▸ YOUR OBJECTIVE
Extend the post about Kevin's interferon maintenance phase, beginning right after its final sentence.

▸ SUPPLIED PASSAGE
*-*-*
We are a few weeks into the maintenance phase of interferon, and as usual in our life, it’s been an endless series of highs and lows. I’m writing this post from the ER, as I made a command decision to take Kevin in after several hours of vomiting. I feared dehydration and just knew we needed to get something in him to get him feeling better. We are awaiting results of labs and to see the doctor before getting hooked up to an IV for fluids and nausea medications.
Overall, this phase of the treatment has pretty much sucked. Kevin is sick a lot, and more frustratingly, he is sick at seemingly random times. Often he will give himself a shot and feel okay the next day, but crappy the day after that. We are trying to figure out the best combo of side effect medications, timing, etc. but haven’t had a lot of success. This past week has seemed a little worse than the previous weeks and that is also what led to this evening’s trip to the hospital.
Gosh, I’m trying to think about what I need to write here to share updates with everyone, and honestly my mind is mush. Let me see, what are some of the things that have happened in the past few weeks?
*-*-*
▸ RECORDS SUPPLIED
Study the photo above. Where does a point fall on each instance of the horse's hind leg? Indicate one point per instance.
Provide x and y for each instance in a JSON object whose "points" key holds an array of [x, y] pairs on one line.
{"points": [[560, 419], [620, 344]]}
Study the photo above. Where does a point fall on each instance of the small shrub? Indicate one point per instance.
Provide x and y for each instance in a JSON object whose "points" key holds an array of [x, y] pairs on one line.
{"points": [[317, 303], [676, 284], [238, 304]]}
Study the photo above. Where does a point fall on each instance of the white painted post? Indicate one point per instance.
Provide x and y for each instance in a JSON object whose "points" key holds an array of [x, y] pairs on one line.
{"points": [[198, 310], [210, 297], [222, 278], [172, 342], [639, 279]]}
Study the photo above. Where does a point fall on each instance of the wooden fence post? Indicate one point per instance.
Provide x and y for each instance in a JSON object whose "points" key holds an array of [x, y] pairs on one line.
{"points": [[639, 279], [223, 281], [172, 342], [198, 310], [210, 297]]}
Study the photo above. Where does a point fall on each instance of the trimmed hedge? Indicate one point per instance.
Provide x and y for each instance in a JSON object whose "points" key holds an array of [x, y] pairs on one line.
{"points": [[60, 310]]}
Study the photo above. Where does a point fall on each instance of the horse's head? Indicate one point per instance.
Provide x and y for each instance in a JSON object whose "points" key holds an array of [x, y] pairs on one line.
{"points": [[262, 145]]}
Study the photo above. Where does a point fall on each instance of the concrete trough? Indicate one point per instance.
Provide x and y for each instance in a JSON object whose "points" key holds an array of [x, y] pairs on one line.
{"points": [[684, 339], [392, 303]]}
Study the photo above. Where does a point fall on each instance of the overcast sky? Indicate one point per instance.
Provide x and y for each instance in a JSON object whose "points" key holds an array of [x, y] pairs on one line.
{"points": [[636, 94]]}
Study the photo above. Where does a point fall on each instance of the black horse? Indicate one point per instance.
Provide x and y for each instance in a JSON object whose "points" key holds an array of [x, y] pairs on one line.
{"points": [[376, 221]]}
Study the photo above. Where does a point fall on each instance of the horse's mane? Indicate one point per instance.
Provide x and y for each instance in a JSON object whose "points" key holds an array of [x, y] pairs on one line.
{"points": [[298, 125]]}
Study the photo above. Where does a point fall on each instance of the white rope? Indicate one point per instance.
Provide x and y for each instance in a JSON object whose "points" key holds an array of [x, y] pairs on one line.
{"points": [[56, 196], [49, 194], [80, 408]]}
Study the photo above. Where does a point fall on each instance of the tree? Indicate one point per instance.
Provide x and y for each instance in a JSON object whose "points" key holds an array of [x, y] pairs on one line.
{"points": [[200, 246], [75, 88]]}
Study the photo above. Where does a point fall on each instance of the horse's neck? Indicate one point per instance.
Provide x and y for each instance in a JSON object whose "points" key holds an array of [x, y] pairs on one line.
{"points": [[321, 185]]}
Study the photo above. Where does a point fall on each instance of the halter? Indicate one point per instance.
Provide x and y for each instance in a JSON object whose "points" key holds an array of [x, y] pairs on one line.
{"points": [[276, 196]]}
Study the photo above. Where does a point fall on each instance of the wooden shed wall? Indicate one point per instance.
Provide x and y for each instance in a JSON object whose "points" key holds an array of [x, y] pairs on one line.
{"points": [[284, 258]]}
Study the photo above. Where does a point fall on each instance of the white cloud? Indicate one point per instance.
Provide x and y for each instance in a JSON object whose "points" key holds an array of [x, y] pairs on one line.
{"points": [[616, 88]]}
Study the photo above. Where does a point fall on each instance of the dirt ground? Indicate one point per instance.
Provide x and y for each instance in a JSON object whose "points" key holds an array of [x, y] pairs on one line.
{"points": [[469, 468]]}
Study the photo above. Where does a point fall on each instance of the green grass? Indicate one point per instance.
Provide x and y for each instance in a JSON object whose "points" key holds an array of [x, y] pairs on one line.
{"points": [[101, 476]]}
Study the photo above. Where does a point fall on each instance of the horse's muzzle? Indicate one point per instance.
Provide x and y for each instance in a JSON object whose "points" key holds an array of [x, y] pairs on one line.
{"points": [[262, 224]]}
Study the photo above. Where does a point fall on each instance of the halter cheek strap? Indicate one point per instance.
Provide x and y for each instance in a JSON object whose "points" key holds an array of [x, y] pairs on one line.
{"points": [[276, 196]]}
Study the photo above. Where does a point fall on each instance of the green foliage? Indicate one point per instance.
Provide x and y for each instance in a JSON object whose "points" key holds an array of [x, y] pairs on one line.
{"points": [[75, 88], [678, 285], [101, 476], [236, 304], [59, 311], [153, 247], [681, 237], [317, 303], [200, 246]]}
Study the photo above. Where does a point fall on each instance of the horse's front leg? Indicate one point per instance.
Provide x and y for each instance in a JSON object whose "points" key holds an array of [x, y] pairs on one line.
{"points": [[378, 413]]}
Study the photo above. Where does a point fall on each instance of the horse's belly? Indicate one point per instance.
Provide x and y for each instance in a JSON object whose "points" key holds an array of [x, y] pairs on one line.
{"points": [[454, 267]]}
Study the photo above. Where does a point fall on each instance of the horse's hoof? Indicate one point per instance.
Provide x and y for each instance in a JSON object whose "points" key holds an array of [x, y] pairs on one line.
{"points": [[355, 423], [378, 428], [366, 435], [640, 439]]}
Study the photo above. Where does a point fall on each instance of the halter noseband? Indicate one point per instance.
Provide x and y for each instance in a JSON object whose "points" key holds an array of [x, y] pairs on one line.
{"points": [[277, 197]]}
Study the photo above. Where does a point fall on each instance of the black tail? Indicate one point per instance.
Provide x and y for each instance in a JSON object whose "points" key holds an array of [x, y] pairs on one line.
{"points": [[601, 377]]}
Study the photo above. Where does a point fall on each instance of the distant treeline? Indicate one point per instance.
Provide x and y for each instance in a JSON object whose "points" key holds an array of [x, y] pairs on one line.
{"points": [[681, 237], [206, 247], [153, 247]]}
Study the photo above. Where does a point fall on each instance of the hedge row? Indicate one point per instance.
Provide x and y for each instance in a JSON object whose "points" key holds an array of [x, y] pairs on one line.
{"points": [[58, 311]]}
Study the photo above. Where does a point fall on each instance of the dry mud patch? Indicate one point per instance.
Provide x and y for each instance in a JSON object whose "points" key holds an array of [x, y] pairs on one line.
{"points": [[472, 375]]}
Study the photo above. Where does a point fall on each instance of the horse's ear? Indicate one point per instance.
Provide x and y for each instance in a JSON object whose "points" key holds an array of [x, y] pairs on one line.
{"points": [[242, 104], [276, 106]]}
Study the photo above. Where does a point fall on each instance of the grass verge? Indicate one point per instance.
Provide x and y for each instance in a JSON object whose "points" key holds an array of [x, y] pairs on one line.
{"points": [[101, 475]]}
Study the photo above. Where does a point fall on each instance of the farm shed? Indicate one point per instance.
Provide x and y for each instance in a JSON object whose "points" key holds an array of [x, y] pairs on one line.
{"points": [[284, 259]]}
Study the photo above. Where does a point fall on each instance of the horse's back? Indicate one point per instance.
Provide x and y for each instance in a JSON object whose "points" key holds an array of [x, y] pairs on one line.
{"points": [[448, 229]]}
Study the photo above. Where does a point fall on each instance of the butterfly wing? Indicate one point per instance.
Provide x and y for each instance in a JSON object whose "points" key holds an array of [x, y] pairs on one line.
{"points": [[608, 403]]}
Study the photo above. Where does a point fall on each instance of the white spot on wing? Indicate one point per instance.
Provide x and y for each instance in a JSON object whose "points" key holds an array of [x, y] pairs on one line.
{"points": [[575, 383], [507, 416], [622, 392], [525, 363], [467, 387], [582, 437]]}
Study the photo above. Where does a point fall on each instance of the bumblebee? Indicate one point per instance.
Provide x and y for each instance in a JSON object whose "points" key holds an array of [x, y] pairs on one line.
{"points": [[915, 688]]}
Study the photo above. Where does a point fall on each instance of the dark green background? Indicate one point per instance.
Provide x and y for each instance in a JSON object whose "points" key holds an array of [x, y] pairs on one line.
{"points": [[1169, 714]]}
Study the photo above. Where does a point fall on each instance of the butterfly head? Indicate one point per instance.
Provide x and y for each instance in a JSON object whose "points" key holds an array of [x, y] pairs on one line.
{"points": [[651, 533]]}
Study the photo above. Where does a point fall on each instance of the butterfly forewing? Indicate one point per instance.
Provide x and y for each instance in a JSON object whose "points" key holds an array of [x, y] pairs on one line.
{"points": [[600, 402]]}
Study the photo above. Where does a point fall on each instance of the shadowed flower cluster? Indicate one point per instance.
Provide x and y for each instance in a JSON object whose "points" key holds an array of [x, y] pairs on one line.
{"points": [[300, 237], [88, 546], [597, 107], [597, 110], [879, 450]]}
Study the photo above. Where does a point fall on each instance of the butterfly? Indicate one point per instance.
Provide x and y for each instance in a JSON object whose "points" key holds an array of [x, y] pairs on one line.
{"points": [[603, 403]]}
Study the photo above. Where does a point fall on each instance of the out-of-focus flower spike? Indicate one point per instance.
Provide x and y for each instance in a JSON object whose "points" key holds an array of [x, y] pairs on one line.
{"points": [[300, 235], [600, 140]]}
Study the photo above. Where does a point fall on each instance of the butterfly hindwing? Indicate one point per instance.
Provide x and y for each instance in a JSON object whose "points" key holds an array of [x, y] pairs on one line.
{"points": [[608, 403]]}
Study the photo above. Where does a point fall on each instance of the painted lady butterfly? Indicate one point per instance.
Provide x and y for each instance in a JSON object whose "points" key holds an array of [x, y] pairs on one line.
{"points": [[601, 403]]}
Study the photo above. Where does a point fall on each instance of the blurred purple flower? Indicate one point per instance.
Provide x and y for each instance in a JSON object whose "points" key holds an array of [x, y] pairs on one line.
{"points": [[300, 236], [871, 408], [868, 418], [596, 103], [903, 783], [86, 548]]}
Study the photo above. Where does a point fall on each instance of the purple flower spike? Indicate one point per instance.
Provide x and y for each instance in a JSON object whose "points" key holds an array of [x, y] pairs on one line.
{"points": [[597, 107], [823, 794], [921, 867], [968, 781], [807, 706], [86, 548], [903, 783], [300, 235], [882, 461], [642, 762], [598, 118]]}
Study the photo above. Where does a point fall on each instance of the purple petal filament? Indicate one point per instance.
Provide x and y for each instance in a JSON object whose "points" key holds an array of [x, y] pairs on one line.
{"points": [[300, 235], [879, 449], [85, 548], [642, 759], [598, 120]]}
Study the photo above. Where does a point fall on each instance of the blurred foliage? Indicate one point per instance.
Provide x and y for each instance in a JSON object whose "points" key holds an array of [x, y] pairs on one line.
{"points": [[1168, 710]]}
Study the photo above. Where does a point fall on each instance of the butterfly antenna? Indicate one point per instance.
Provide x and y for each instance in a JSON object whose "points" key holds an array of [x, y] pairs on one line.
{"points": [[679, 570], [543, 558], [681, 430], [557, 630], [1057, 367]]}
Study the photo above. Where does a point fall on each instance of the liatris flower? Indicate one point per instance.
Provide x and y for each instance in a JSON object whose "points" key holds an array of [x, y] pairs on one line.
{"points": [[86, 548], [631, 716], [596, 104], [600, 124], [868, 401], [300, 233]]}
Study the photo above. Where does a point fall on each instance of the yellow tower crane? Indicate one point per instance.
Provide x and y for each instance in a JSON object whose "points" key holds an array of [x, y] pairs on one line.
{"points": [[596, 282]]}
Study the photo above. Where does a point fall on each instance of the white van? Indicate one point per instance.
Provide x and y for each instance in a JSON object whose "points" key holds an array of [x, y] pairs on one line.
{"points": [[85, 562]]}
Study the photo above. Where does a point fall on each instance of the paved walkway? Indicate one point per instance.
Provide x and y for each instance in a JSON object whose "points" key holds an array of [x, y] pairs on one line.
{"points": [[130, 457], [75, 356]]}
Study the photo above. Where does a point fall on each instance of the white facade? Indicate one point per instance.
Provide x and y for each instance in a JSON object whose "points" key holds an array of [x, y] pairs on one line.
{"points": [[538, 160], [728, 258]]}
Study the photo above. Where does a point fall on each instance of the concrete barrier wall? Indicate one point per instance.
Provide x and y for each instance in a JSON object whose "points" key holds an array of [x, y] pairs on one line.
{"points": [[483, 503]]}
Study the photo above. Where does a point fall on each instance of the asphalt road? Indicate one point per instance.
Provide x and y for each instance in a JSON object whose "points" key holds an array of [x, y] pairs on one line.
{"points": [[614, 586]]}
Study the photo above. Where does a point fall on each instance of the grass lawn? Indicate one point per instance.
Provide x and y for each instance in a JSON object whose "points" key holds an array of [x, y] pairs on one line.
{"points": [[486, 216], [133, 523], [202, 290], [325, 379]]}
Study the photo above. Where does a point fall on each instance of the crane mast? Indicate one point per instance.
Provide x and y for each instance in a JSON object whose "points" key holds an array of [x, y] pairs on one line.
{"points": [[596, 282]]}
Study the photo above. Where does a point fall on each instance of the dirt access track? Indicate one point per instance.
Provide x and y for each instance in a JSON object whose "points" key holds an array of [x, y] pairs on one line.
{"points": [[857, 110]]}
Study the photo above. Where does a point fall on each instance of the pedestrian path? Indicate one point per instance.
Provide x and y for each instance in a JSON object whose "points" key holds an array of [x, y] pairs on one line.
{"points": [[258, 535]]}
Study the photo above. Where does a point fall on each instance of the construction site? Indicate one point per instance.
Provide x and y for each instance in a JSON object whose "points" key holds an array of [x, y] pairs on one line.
*-*-*
▸ ANSWER TO THIS TASK
One huge blessing is that a friend of my sister and brother in law called me up and had his roofing crew come and make the needed repairs in our leaking skylights. He is also walking me through the right to repair process to sue my contractors for the necessary repairs. Having him take care of this has been a huge load off of my back as it’s just been one more thing to be having to deal with right now. And get this, the roofing guys discovered that all three skylights were installed upside down! Seriously?! Anyway, words cannot even begin to express how incredibly grateful I am that Ty and his family have reached out and helped us in such a tangible way. Thank you, thank you, thank you again.
My sister and I turned 33 on May 19, and I barely took a moment to catch my breath. It was a full day with Kevin being sick, Ty coming by in the morning to check out the state of the skylight leaks, trying to prepare to host one leg of a neighborhood fundraiser, and keeping up with two toddlers. But the day managed to turn around with help from some wonderful friends and family. Kevin actually felt well enough to go to the porch crawl with me, and we ended the traveling party at our house, tired, but happy.
The next week was more of trying to get Kevin’s side effects under control, and me trying to keep picking up the pieces from the month of high dose interferon, where I pretty much ignored every other aspect of my life except trying to care for him.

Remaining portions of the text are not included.